▽

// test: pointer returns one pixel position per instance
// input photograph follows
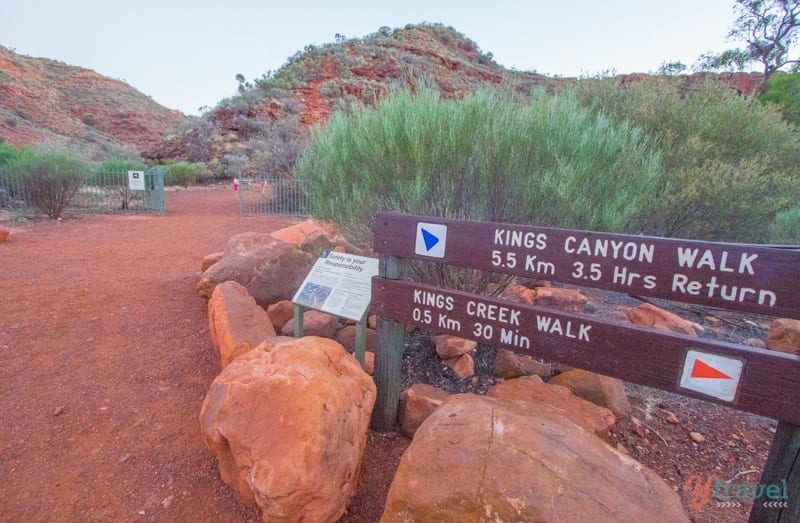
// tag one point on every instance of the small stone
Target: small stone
(637, 427)
(755, 342)
(448, 347)
(670, 417)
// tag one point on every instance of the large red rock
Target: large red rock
(347, 337)
(451, 346)
(270, 269)
(601, 390)
(210, 260)
(417, 403)
(235, 321)
(567, 300)
(519, 294)
(288, 426)
(463, 366)
(784, 336)
(315, 323)
(532, 389)
(648, 315)
(483, 459)
(299, 233)
(279, 313)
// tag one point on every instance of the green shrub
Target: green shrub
(786, 227)
(184, 173)
(729, 161)
(50, 179)
(544, 161)
(784, 91)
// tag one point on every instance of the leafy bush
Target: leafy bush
(490, 156)
(277, 152)
(786, 226)
(784, 91)
(184, 173)
(49, 179)
(729, 161)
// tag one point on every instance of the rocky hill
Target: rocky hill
(43, 100)
(261, 128)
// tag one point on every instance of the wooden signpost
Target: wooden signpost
(747, 278)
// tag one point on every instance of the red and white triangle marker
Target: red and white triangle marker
(701, 369)
(711, 374)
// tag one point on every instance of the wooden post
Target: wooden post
(783, 470)
(388, 356)
(361, 339)
(298, 321)
(241, 195)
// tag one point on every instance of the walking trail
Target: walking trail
(104, 362)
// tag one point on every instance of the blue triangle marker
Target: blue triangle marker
(429, 239)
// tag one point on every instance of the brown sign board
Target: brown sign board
(764, 383)
(749, 278)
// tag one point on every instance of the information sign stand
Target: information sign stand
(339, 284)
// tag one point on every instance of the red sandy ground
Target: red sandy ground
(105, 360)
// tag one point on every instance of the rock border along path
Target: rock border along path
(104, 362)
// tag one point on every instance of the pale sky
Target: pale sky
(186, 53)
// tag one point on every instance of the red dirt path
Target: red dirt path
(104, 363)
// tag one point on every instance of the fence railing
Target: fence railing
(102, 192)
(265, 195)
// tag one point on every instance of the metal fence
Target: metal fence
(264, 195)
(102, 192)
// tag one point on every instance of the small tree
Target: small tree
(769, 28)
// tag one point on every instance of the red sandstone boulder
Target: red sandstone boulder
(299, 233)
(235, 322)
(315, 323)
(509, 365)
(484, 459)
(600, 390)
(347, 337)
(567, 300)
(279, 313)
(210, 260)
(289, 426)
(532, 389)
(784, 336)
(463, 366)
(648, 315)
(417, 403)
(271, 270)
(519, 294)
(452, 347)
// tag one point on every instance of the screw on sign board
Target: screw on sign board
(136, 180)
(747, 278)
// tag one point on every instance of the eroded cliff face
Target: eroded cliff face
(43, 100)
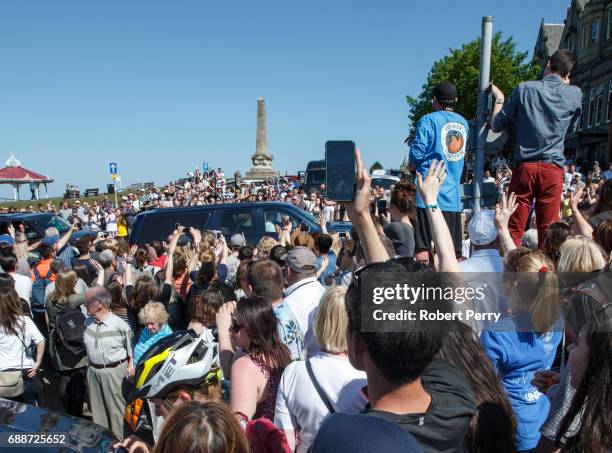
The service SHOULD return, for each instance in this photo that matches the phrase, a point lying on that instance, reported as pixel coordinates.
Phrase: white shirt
(485, 260)
(11, 346)
(23, 286)
(299, 406)
(303, 299)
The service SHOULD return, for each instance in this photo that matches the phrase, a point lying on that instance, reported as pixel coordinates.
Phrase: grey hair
(104, 297)
(530, 239)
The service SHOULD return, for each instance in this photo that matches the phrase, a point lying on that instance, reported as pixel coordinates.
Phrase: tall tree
(462, 67)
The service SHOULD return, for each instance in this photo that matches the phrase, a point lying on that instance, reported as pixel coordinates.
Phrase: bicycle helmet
(178, 359)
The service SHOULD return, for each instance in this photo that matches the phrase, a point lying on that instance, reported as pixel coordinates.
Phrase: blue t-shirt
(331, 266)
(439, 136)
(516, 355)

△

- [What to work on]
Your answer should be the lines of the listing above between the line holding "the wooden signpost" and the line holding "the blue triangle marker", inclusive, restated word for word and alone.

- [Output]
// tag one point on every instance of the wooden signpost
Target: wooden signpost
(747, 278)
// tag one point on every instance of the red and white triangle marker
Target: red and white triangle marker
(701, 369)
(711, 374)
// tag one point on every instance of the wooden post
Target: wooden post
(783, 470)
(388, 356)
(361, 339)
(298, 321)
(241, 195)
// tag one point on every instance of the walking trail
Target: walking trail
(104, 362)
// tag one point on every instance of the blue triangle marker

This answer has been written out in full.